[Begin]
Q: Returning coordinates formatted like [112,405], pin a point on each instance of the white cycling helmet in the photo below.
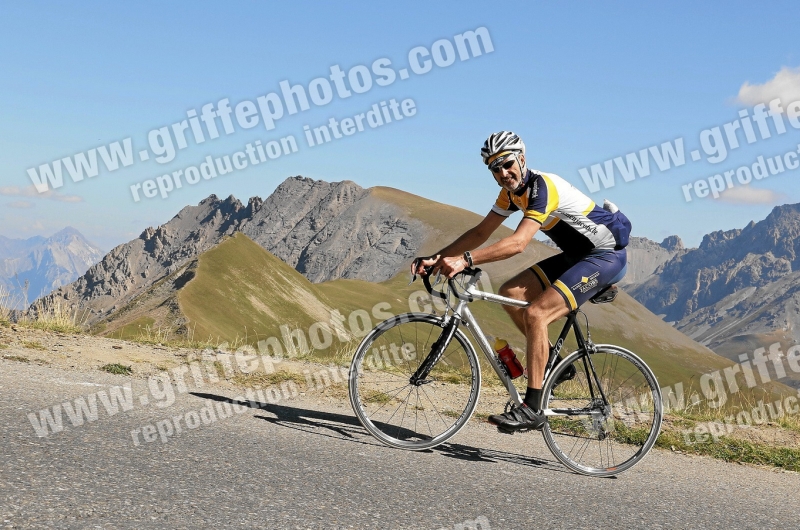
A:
[499,146]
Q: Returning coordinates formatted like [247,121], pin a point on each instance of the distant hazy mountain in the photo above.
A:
[646,256]
[44,263]
[740,289]
[323,230]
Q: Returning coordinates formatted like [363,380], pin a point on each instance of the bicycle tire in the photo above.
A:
[624,431]
[398,413]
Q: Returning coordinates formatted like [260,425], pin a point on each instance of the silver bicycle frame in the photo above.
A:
[462,311]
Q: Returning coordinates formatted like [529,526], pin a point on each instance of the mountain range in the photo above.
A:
[30,268]
[739,290]
[277,268]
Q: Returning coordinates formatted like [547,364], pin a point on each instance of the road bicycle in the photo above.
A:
[415,380]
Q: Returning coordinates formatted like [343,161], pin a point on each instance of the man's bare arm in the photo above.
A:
[474,237]
[508,246]
[469,240]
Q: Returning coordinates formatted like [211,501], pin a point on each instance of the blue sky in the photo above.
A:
[580,82]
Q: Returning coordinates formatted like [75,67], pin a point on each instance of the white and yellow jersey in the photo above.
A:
[571,219]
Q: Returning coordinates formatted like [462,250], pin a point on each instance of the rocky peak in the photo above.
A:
[672,243]
[324,230]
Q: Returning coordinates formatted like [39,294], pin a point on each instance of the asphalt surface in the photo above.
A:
[301,464]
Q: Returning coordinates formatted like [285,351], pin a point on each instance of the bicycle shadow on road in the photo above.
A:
[347,428]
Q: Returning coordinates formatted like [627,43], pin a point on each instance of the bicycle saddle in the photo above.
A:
[608,294]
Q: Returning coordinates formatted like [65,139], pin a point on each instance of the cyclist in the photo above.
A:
[592,240]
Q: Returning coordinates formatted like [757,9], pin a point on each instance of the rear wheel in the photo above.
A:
[396,411]
[600,437]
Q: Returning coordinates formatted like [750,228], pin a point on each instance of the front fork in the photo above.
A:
[437,350]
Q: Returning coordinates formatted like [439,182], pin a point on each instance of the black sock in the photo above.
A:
[532,397]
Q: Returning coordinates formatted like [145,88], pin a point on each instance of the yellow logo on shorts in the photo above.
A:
[586,284]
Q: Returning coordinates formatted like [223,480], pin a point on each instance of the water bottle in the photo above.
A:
[507,357]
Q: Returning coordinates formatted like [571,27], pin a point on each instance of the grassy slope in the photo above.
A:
[673,356]
[241,290]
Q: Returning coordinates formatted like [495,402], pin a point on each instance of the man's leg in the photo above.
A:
[524,286]
[546,309]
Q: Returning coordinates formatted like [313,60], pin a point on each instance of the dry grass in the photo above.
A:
[53,317]
[264,380]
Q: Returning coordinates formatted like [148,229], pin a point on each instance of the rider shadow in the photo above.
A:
[348,428]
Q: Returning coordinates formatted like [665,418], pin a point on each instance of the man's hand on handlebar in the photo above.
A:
[447,266]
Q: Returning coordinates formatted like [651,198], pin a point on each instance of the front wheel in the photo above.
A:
[397,411]
[596,436]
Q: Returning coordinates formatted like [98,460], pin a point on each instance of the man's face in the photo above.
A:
[508,173]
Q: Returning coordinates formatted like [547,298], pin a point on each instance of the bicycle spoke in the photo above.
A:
[409,416]
[604,437]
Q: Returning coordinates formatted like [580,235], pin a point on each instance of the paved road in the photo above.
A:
[300,464]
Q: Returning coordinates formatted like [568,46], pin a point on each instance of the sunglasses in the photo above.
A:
[495,168]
[End]
Written problem
Render the entire listing above as a numbered list, one line per item, skipping blank lines and leaving out the picture.

Correct output
1. Q: Returning coordinates formatted like [112,405], pin a point on each instance of the white cycling helmet in the photo below.
2. A:
3. [499,146]
4. Q: Returning coordinates formatted like [247,121], pin a point on each instance of the distant hazy mountain in the photo above.
5. A:
6. [646,256]
7. [44,263]
8. [740,289]
9. [323,230]
10. Q: Returning coordinates formatted like [363,380], pin a point on each instance of the bicycle tire in the photo above.
11. A:
12. [624,431]
13. [398,413]
14. Q: Returning coordinates formatted like [260,425], pin a point on each instance of the silver bicycle frame in the photo above.
15. A:
16. [462,311]
17. Q: Returning coordinates formatted like [529,526], pin a point on each instance of the mountain range in the photo above.
18. A:
19. [30,268]
20. [739,290]
21. [277,268]
22. Q: Returning coordinates formatted like [547,364], pin a point on each instance of the road bicycle in the photo above.
23. A:
24. [415,380]
25. Q: Returning coordinates formatted like [343,161], pin a point on each instance of the man's bare arm in the photo above.
26. A:
27. [474,237]
28. [508,246]
29. [469,240]
30. Q: Returning coordinates formatted like [211,501], pin a point on each instance of the blue sky in the photo above.
31. A:
32. [580,82]
33. Q: Returning coordinates formatted like [75,67], pin a point on each instance of the white and yellow jersey in the photo above.
34. A:
35. [571,219]
36. Q: Returning coordinates formatted like [462,250], pin a point on each instance of the rocky peak in the photo above.
37. A:
38. [672,243]
39. [324,230]
40. Q: Returning coordinates formatted like [39,294], pin a point on each instance of the asphalt surface in the photo above.
41. A:
42. [301,464]
43. Q: Returning coordinates formatted like [285,351], pin a point on each instance of the bicycle shadow on road in the photo above.
44. A:
45. [347,428]
46. Q: Returning coordinates formatted like [627,43], pin a point on each instance of the bicycle saddle in the photo above.
47. A:
48. [608,294]
49. Q: Returning coordinates formatted like [65,139], pin a point on each instance of the cyclist in the photo above.
50. A:
51. [592,240]
52. Q: Returning coordinates formatted like [757,9], pin a point on each instance of the rear wheel in the photo above.
53. A:
54. [396,411]
55. [600,437]
56. Q: Returning coordinates formatted like [750,228], pin a point on each instance of the front fork in the photo above.
57. A:
58. [437,350]
59. Q: Returning coordinates formatted like [439,182], pin a point on each instance of the black sock in the photo above.
60. A:
61. [532,397]
62. Q: Returning coordinates formatted like [145,88], pin a point on each instance of the yellow logo on shorts in the photo above.
63. A:
64. [586,284]
65. Q: Returning coordinates formatted like [223,480], pin a point on each instance of the water bottle in the photo above.
66. A:
67. [507,357]
68. Q: Returning coordinates formatted like [571,27], pin a point on each instance of the grassy slope in the photo above.
69. A:
70. [673,356]
71. [241,290]
72. Q: Returning coordinates formatted like [495,402], pin a point on each instance of the man's leg in the photo above.
73. A:
74. [524,286]
75. [546,309]
76. Q: Returning coordinates formatted like [313,60], pin a point on each instance of the dry grass in the photo above.
77. A:
78. [53,317]
79. [264,380]
80. Q: Returning coordinates formatted like [148,229], pin a point on each instance of the rider shadow in the photo above.
81. A:
82. [348,428]
83. Q: Returning coordinates formatted like [665,418], pin a point on each instance of the man's hand on handlebar in the photo above.
84. A:
85. [447,266]
86. Q: Returning coordinates formatted like [651,198], pin a point on each instance of the front wheel in the photo above.
87. A:
88. [397,411]
89. [596,436]
90. Q: Returning coordinates formatted like [98,460], pin a point on each instance of the man's face in the photo above.
91. A:
92. [508,173]
93. Q: Returning coordinates formatted like [547,298], pin a point on each instance of the bicycle spoke in the photo above.
94. A:
95. [409,416]
96. [604,437]
97. Q: Returning coordinates formatted like [580,235], pin a point on each instance of the paved road in the photo above.
98. A:
99. [300,464]
100. Q: Returning coordinates formatted like [568,46], pin a point on each instance of the sunglasses in the photo above.
101. A:
102. [495,168]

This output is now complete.